:: Excerpt provided ::

In the early aughts Republicans were laser focused on the fiscal deficit and the inevitable financial shock that would spring from it. That threat has not abated. But a new deficit has perhaps become more important: The dignity deficit. It’s a plague that is increasingly impacting the middle- and working-classes in the United States, leading to enormous swaths of America that feel alienated, isolated and not worthy of respect.
Arthur Brooks, president of the American Enterprise Institute, explains the dignity deficit by looking at Tom Fletcher, an unemployed father of eight, that served as one of the compelling stories that pushed President Lyndon Johnson to launch the War on Poverty.
The War on Poverty did not fail because it did not raise the daily caloric consumption of Tom Fletcher (it did). It failed because it did nothing significant to make him and Americans like him needed and thus help them gain a sense of dignity. It also got the U.S. government into the business of treating people left behind by economic change as liabilities to manage rather than as human assets to develop.
The dignity deficit that has resulted is particularly acute among working-class men, most of whom are white and live in rural and exurban parts of the United States. In his recent book Men Without Work, the political economist (and American Enterprise Institute scholar) Nicholas Eberstadt shows that the percentage of working-age men outside the labor force—that is, neither working nor seeking work—has more than tripled since 1965, rising from 3.3 percent to 11.6 percent. And men without a high school degree are more than twice as likely to be part of this “un-working” class.

:::
:: Provided material ::

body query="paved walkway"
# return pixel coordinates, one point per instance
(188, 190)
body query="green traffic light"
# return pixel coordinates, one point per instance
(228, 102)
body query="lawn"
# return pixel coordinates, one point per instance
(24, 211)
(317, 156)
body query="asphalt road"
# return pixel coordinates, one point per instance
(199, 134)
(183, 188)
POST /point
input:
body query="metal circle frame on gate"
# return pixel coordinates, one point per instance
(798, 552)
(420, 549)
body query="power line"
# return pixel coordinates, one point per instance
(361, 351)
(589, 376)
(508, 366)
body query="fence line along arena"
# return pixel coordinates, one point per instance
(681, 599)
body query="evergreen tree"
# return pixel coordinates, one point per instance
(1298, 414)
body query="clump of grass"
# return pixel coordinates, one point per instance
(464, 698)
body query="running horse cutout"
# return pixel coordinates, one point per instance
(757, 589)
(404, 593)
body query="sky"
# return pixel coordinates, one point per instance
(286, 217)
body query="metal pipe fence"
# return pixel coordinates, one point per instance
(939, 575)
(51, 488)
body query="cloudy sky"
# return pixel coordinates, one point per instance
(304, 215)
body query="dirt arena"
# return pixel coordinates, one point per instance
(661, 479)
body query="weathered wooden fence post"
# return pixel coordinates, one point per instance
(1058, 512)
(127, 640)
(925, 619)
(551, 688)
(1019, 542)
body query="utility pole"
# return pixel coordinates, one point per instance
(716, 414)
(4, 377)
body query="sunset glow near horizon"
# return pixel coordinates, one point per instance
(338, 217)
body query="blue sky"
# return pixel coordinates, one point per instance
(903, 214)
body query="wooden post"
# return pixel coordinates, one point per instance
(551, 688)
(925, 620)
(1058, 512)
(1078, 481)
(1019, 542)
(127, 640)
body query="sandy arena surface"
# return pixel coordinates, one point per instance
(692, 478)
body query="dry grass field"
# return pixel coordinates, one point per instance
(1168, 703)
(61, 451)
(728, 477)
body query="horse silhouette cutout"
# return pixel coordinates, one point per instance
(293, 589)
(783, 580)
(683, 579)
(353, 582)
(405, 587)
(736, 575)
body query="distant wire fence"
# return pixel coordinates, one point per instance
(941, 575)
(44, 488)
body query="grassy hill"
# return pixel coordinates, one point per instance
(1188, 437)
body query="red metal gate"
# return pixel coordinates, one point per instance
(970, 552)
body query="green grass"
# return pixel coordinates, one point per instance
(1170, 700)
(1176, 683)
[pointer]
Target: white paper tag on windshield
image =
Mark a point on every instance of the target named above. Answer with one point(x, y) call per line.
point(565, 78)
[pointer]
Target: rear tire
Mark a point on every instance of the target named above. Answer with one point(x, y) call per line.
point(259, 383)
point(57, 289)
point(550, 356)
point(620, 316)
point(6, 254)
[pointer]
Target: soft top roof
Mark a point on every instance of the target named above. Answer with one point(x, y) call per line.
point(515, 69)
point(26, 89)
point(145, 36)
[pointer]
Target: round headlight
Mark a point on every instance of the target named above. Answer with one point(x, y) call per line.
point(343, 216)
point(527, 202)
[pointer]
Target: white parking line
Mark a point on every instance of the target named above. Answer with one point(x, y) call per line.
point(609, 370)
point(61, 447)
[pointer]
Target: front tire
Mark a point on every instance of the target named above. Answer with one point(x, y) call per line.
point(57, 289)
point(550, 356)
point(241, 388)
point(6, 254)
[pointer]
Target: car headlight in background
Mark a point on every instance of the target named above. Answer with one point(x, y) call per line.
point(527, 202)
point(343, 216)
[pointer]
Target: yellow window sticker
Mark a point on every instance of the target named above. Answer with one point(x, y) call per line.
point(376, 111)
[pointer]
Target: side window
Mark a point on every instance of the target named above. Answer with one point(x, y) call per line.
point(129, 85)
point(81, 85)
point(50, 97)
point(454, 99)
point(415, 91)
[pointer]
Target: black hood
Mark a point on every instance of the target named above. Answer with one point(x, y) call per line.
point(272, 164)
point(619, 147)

:::

| Requirement |
Carry the piece on the dignity deficit forward from its last sentence, adding the next few paragraphs in the same voice.

| Solved problem |
These men are withdrawing not only from the labor force but from other social institutions as well. Two-thirds of them are unmarried. And Eberstadt found that despite their lack of work obligations, these men are no more likely to spend time volunteering, participating in religious activities, or caring for family members than men with full-time employment.
It’s a grim picture. Disaffection and embarrassment leads to the withdrawal from social institutions which leads to other pathologies such as drug abuse and suicide. Unsurprisingly, these Americans were disillusioned with labels like conservative and liberal, Democrat and Republican. Instead, they simply wanted someone to speak directly to them.
President Trump did that. Whereas the political parties had become bogged down in intricate policy prescriptions, unable to see through the eyes of their voters or articulate how their solutions would address the realities the disaffected were confronting, President Trump powerfully diagnosed their problems and spoke in language that resonated.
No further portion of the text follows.